[Brief] Within the listing below, locate all lines containing the word "donkey". Copy each one.

-------- Entries supplied

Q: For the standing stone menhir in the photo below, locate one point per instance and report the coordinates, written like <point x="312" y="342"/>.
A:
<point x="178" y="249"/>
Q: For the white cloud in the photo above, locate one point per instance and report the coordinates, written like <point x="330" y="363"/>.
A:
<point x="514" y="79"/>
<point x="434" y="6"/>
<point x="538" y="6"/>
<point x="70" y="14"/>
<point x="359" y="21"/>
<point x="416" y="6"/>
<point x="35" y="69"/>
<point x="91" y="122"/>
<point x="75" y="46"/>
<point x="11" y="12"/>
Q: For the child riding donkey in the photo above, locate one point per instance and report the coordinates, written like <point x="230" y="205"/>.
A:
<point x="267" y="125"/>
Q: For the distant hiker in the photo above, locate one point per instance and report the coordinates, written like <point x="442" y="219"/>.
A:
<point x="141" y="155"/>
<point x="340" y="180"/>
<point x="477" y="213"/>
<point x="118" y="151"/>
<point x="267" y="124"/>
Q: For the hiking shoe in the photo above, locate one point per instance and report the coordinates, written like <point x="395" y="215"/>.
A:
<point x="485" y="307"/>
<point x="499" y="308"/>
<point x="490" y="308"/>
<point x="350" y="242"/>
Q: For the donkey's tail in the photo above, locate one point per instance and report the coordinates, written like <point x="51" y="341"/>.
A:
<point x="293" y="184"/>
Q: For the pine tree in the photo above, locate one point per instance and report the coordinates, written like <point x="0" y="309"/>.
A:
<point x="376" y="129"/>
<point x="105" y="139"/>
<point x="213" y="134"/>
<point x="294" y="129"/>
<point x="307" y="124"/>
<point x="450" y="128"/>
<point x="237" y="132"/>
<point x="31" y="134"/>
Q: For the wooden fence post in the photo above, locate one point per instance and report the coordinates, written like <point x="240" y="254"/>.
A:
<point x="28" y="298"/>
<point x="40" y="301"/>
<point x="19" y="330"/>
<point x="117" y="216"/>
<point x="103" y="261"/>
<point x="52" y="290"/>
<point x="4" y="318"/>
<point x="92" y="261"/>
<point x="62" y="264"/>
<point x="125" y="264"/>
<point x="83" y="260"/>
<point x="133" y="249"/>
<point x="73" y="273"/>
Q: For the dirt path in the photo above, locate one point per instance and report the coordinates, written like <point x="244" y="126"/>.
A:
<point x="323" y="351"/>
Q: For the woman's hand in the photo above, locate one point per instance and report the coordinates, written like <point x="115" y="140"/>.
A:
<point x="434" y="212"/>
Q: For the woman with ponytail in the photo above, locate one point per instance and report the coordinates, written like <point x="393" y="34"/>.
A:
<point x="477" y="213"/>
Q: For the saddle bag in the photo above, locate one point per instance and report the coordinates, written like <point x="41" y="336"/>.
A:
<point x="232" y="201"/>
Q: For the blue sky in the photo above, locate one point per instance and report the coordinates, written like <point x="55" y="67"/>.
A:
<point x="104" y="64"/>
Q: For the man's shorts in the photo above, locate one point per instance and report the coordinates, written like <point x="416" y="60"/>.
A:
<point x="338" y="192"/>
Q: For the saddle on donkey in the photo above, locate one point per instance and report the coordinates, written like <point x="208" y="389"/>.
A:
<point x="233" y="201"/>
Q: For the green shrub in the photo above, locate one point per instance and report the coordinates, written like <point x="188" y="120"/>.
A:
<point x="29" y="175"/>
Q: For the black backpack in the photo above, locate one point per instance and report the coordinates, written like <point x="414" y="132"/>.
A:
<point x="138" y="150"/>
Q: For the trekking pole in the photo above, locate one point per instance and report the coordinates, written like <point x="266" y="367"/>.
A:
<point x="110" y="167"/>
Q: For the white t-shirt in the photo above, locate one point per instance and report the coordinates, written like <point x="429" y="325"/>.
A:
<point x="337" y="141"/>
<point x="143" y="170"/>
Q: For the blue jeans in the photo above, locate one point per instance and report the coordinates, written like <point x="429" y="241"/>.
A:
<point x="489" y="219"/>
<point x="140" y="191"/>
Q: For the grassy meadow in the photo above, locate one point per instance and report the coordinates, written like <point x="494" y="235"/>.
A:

----------------

[Task result]
Q: For the child riding donkey in the photo above, locate one point per instance and report the coordinates, written like <point x="230" y="205"/>.
Q: For the donkey's tail in the photo above, locate one point per instance and report the coordinates, written like <point x="51" y="341"/>.
Q: For the saddle on donkey in the photo above, locate one point per instance and report the coordinates, written like <point x="208" y="389"/>.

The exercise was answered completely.